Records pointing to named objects
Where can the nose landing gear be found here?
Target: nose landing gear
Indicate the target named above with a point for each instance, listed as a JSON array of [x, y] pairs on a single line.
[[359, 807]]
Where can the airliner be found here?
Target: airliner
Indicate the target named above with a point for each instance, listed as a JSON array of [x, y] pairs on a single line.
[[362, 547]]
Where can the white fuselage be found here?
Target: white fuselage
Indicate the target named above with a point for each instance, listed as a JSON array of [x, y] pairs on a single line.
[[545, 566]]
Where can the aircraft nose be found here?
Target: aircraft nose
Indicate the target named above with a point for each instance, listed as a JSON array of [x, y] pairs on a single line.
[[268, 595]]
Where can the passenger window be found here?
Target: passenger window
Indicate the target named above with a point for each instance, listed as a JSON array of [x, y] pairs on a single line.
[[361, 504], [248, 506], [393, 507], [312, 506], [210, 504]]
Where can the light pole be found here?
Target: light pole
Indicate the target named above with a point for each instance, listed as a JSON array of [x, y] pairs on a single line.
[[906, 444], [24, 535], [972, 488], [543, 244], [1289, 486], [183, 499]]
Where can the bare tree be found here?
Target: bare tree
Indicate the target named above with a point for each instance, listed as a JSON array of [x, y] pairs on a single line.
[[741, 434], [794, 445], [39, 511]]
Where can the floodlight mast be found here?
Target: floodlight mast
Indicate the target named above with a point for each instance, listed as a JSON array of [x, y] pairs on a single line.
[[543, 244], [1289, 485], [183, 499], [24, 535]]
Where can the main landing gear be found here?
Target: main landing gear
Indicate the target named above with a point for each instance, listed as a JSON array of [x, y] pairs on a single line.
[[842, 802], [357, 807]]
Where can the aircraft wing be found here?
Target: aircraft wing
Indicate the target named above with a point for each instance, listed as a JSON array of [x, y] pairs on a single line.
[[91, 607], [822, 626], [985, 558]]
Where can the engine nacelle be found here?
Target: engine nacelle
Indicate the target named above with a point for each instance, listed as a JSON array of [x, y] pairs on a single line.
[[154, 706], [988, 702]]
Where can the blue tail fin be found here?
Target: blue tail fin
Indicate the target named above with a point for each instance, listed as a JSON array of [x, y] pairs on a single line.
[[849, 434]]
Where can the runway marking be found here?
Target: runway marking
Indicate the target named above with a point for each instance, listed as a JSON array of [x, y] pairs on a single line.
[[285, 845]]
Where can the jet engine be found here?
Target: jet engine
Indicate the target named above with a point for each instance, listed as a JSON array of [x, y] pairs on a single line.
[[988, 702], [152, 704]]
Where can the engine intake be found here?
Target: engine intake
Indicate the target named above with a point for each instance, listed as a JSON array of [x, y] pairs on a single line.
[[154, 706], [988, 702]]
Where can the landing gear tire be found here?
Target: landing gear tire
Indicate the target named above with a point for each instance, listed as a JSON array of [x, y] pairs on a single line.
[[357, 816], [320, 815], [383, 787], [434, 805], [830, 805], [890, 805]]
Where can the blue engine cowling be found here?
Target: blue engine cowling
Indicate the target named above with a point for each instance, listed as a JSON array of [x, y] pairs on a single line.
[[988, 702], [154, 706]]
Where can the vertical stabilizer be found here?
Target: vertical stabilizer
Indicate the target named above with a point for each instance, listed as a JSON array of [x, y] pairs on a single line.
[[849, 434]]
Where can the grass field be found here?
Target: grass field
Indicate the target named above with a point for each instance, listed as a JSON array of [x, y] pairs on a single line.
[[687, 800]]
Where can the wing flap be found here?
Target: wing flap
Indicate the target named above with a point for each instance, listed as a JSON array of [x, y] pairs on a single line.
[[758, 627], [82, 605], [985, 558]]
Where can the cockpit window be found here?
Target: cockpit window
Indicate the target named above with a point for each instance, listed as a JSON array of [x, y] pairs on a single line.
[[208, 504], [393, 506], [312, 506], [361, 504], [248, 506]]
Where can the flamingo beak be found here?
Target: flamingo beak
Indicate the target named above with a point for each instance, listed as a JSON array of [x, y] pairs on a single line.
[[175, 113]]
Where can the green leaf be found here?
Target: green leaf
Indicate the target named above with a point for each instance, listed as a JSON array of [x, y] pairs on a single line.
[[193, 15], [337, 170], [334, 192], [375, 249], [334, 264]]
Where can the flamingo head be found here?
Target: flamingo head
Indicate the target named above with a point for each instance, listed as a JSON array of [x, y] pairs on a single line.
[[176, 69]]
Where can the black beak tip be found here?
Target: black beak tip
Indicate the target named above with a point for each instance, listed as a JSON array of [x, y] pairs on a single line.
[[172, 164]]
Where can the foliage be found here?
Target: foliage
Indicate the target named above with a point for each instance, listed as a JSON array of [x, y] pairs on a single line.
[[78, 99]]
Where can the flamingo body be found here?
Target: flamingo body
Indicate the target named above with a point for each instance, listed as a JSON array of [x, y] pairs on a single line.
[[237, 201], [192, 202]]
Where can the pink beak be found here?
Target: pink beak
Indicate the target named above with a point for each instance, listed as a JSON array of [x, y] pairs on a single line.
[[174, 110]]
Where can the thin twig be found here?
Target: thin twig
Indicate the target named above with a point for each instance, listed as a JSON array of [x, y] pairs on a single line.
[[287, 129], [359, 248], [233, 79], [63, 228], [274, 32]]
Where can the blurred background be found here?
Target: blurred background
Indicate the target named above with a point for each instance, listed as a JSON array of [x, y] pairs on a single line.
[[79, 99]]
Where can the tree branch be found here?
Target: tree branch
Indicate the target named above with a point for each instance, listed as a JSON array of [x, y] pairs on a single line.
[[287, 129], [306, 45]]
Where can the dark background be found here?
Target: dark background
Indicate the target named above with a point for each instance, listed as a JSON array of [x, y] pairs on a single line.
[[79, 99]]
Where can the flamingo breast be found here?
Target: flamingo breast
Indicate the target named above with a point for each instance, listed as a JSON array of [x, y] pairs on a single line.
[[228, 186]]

TASK TO CARRY OUT -> Add 136 to each coordinate in the answers and write out every line of the material from the line containing "Where can the floodlight mast be found here?" through the line containing "[[91, 607], [822, 626], [985, 558]]", leaving all other text unchanged. Give only that stretch.

TASK RESPONSE ->
Where can the floodlight mast be found here?
Target: floodlight mast
Indicate the target named above with a point for each instance, listed as a JSON array of [x, y] pairs on a single line.
[[679, 380], [1425, 621], [319, 635], [160, 671]]
Where can the main landing gear be found here?
Target: main landing gear
Indicate the target named above with a point for each instance, listed as a JSON array of [x, y] pairs on a single line.
[[978, 938], [493, 943]]
Where can the aircraft wing be found here?
Target: aircraft wing
Indicate the target named above with a point for each instance, listed as a JSON array of [x, y] pairs on a single line.
[[227, 743], [958, 762], [1121, 694]]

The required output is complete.